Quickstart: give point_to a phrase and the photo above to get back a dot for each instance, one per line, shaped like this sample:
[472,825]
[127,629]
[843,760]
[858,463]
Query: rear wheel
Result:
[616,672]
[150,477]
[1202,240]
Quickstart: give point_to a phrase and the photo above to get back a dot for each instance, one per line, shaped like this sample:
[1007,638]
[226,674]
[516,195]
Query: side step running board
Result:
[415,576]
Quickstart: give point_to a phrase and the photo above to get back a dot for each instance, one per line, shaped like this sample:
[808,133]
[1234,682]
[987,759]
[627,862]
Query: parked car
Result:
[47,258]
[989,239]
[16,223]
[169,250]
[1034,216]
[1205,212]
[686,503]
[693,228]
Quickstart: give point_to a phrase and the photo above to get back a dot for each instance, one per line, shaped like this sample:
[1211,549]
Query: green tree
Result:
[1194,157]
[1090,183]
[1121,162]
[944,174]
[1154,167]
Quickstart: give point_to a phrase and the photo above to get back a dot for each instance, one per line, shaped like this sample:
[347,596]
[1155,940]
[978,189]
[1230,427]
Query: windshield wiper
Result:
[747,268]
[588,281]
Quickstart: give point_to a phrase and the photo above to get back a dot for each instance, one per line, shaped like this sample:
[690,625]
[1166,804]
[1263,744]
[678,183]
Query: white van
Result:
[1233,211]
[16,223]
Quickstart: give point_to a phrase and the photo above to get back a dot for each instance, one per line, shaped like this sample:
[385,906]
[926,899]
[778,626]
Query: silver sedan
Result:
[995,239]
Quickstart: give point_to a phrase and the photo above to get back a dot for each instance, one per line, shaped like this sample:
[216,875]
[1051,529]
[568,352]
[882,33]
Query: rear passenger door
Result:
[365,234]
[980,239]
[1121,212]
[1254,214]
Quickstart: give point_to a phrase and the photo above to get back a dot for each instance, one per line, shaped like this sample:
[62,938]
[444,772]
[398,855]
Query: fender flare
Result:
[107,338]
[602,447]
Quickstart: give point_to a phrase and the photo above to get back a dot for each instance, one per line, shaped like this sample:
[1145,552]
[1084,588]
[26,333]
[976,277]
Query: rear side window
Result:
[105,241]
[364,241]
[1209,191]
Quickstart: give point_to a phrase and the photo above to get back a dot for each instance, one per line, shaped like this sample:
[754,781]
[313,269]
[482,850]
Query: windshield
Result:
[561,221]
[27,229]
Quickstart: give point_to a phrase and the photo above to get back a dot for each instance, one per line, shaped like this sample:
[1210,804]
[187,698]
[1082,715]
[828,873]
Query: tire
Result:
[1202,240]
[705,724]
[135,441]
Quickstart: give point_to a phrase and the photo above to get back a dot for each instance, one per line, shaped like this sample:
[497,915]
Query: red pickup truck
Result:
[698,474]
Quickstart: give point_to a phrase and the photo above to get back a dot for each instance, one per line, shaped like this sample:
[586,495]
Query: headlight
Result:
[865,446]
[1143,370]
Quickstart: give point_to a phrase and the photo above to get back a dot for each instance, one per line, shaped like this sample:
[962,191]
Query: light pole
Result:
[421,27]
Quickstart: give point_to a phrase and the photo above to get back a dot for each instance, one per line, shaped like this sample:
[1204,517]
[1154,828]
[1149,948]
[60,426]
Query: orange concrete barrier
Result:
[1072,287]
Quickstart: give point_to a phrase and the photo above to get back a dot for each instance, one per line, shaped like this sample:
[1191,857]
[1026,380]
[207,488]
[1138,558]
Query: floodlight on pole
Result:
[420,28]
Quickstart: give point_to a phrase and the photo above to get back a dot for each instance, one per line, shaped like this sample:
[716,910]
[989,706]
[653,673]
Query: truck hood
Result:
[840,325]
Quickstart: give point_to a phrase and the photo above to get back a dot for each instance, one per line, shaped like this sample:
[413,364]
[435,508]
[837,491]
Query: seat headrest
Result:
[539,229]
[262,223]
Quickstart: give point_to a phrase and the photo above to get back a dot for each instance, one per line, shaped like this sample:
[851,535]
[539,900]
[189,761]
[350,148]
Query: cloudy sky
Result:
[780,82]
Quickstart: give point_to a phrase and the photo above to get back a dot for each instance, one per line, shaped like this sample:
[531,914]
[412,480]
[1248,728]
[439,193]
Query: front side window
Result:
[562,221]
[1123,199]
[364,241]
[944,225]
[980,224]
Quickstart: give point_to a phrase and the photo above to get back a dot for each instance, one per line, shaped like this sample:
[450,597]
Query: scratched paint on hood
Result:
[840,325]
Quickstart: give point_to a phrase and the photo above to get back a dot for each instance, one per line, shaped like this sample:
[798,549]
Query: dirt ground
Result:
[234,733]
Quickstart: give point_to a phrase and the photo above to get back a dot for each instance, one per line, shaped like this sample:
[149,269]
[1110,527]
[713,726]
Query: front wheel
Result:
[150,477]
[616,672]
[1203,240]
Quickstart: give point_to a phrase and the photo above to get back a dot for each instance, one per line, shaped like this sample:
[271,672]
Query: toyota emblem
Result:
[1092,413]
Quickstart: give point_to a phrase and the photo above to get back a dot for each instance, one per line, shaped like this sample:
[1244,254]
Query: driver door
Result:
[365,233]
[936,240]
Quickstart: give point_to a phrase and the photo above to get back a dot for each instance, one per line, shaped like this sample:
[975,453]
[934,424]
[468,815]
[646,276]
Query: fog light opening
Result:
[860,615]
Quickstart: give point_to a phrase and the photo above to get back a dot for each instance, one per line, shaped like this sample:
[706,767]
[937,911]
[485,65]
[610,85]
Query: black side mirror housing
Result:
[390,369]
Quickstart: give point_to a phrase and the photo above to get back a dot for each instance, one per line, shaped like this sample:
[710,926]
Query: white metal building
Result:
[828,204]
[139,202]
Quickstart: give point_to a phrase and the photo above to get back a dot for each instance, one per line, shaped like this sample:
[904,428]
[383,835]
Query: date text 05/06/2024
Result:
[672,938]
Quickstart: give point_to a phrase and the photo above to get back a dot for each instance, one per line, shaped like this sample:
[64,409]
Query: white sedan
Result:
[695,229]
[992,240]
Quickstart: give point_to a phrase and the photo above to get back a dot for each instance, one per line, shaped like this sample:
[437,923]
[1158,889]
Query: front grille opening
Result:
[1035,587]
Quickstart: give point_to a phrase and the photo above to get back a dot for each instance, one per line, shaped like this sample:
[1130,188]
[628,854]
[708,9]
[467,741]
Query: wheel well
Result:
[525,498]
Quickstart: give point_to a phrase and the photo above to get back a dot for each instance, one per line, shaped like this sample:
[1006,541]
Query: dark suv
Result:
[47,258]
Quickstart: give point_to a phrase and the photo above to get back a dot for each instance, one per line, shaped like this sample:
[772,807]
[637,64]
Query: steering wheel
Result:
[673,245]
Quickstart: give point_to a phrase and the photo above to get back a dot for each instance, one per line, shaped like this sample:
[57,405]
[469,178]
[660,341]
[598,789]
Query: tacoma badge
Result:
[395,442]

→ **GOAL**: Restate the listing in full, word for word.

→ **TASK RESPONSE**:
Quickstart: give point_to a phrase and the photo above to get back a dot for each instance, one per line, shaped like this sample:
[472,825]
[127,629]
[843,760]
[858,463]
Query: rear wheel
Result:
[616,672]
[150,477]
[1202,240]
Quickstart: give point_to a phrase and the photo above to get back a dot for each instance, one per line, shaped like this sample:
[1007,638]
[226,674]
[516,195]
Query: side step running board
Result:
[415,576]
Quickstart: give point_to a phrase and the photo above to get back a dot for each instance, one per line, shaped like this sample:
[808,133]
[1234,682]
[987,759]
[627,862]
Query: parked car
Result:
[47,258]
[989,239]
[16,223]
[169,250]
[1034,216]
[1205,212]
[686,503]
[693,228]
Quickstart: give point_to a phrase and the photo above to get back a dot for each instance, one per line, shaped like this sample:
[1211,549]
Query: green tree
Result:
[1194,157]
[1090,183]
[1121,162]
[944,174]
[1154,167]
Quickstart: give point_to a phrase and the photo above to get back a dot for each instance, one per line, shaped like this sample:
[347,596]
[1155,940]
[978,189]
[1230,427]
Query: windshield wiper
Result:
[747,268]
[588,281]
Quickstart: give point_to a phrase and the photo above to get back a dot for each instance, one per line, shaped like this sample:
[690,625]
[1166,804]
[1263,744]
[678,183]
Query: white van
Result:
[1233,211]
[16,223]
Quickstart: give point_to a phrase and the photo above to get back a dot for each instance, one per line, shaped like this sample:
[385,906]
[926,899]
[778,626]
Query: silver sedan
Result:
[995,239]
Quickstart: give point_to a phrase and the photo above to get back a dot for each instance, one per line, shaped like this sample:
[216,875]
[1051,529]
[568,352]
[882,33]
Query: rear passenger door
Result:
[365,234]
[980,239]
[1121,212]
[1254,214]
Quickstart: give point_to a phrase and the photo above to get back a dot for each instance, one per line, shaped like this sample:
[62,938]
[444,772]
[398,855]
Query: fender flare
Result:
[107,338]
[602,447]
Quickstart: give point_to a phrase and the photo above to get back a dot for each instance, one per line, shaped like this sample:
[1145,552]
[1084,588]
[26,333]
[976,277]
Query: rear side window
Result:
[105,241]
[364,241]
[1209,191]
Quickstart: give point_to a phrase and the photo above to get back a dot for each instance, one per line, shaped like this sample:
[754,781]
[313,269]
[482,850]
Query: windshield
Result:
[561,221]
[27,229]
Quickstart: give point_to a phrase and the photo above to get back a dot for each instance, one per line, shaped like this sample:
[1210,804]
[187,698]
[1082,715]
[828,873]
Query: tire
Result:
[1202,240]
[705,724]
[135,441]
Quickstart: give point_to a phrase and the photo above to get back a dot for each instance, one per line, shaped like this sample:
[497,915]
Query: red pickup truck
Result:
[698,474]
Quickstart: give point_to a phrase and the photo above to get back a dot for each instance, one per line, shaped like this sample:
[586,495]
Query: headlight
Result:
[865,446]
[1143,370]
Quickstart: give point_to a phrase and the photo above to get back a dot for each instance, one per line, shaped like this sample:
[962,191]
Query: light pole
Result:
[421,27]
Quickstart: give point_to a phrase and the photo above to get back a dot for each instance, one per line, shaped like this sample:
[1204,517]
[1154,828]
[1149,948]
[60,426]
Query: orange concrete barrier
Result:
[1072,287]
Quickstart: give point_to a phrase and the photo above to get back a dot for each instance, one per line, shaped like this sample:
[1191,857]
[1026,380]
[207,488]
[1138,558]
Query: floodlight on pole
Result:
[420,28]
Quickstart: give point_to a phrase and the photo above to get back a dot for each instance, one per line, shaped like this sample:
[716,910]
[989,706]
[653,673]
Query: truck hood
Result:
[840,325]
Quickstart: give point_to a phrase and the photo above to get back a dot for each instance, one per line, shaped like this sample:
[413,364]
[435,508]
[837,491]
Query: seat headrest
Result:
[539,229]
[262,223]
Quickstart: give point_to a phrase and the photo above to get back a dot for each instance, one per line, shaped like this sample:
[851,535]
[539,900]
[189,761]
[350,148]
Query: cloudy sky
Result:
[780,82]
Quickstart: give point_to a phrase and the photo above to get back a dot for each instance, one per line, shaped like this sample:
[531,914]
[412,480]
[1248,728]
[439,193]
Query: front side window
Result:
[562,221]
[1123,199]
[364,241]
[944,225]
[980,224]
Quickstart: give point_to a phrase and the photo above to get back a dot for each instance, one per line, shaped like this sample:
[450,597]
Query: scratched paint on hood
Result:
[840,325]
Quickstart: give point_to a phrase and the photo above to get back a dot for each instance, one per line, shaped like this sample:
[798,549]
Query: dirt ground
Result:
[234,733]
Quickstart: give point_to a phrase and the photo above to get back a dot for each instance, one per line, shaped like this sample:
[149,269]
[1110,527]
[713,726]
Query: front wheel
Result:
[150,477]
[616,672]
[1203,240]
Quickstart: give point_to a phrase and the photo above to get back a dot for each instance, one per line, shaped like this sample:
[271,672]
Query: toyota emblem
Result:
[1092,413]
Quickstart: give point_to a phrase and the photo above to get back a dot for each instance, one per line, shaped like this sample:
[1244,254]
Query: driver door
Result:
[365,233]
[936,240]
Quickstart: give point_to a phrase and the photo above to get back a dot for each instance, one per line, shaped like this sample:
[975,453]
[934,424]
[468,815]
[646,276]
Query: fog light opening
Result:
[860,615]
Quickstart: give point_to a phrase and the photo above to get back a dot for each instance, one per line, shaped like this sample:
[706,767]
[937,911]
[485,65]
[610,85]
Query: black side mirror housing
Result:
[390,369]
Quickstart: give point_to a phrase and the photo above to get back a dot for each instance, one per line, shaped like this sample:
[710,926]
Query: white metal building
Result:
[828,204]
[139,202]
Quickstart: give point_to a phrase and the photo above to get back a dot for each instance, one per line, shaped like this sample:
[904,428]
[383,835]
Query: date text 05/06/2024
Result:
[672,938]
Quickstart: give point_to a phrase and the photo above to get back a dot for each instance, one per line, shaped like this sample:
[64,409]
Query: white sedan
Result:
[695,229]
[992,240]
Quickstart: give point_to a phrase and the photo above to get back a dot for each instance, one per line, shaped like this sample:
[437,923]
[1158,889]
Query: front grille opening
Result:
[1035,587]
Quickstart: give point_to a phrase and the photo above to get back a dot for each instance, one per line, shaped like this sample:
[1130,188]
[628,854]
[708,9]
[467,741]
Query: wheel well
Result:
[525,498]
Quickstart: give point_to a phrase and the photo above to get back a dot for each instance, one per line, shaped like this sample:
[1006,541]
Query: dark suv
Result:
[47,258]
Quickstart: give point_to a phrase and the photo above to get back a dot for each instance, one per line, shaped like this sample:
[772,807]
[637,64]
Query: steering wheel
Result:
[673,245]
Quickstart: give point_to a phrase and the photo above to get back a dot for each instance, one per line, shaped like this sample:
[57,405]
[469,178]
[660,341]
[598,789]
Query: tacoma badge
Result:
[395,442]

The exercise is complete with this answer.